### [Task directions]
Send back the listing, word for word.

### [Records to process]
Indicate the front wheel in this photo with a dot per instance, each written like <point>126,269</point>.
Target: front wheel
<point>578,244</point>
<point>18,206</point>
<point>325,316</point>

### [Response]
Indicate the front wheel in this photo with a dot per instance, each written like <point>126,269</point>.
Target: front wheel
<point>578,244</point>
<point>18,206</point>
<point>325,316</point>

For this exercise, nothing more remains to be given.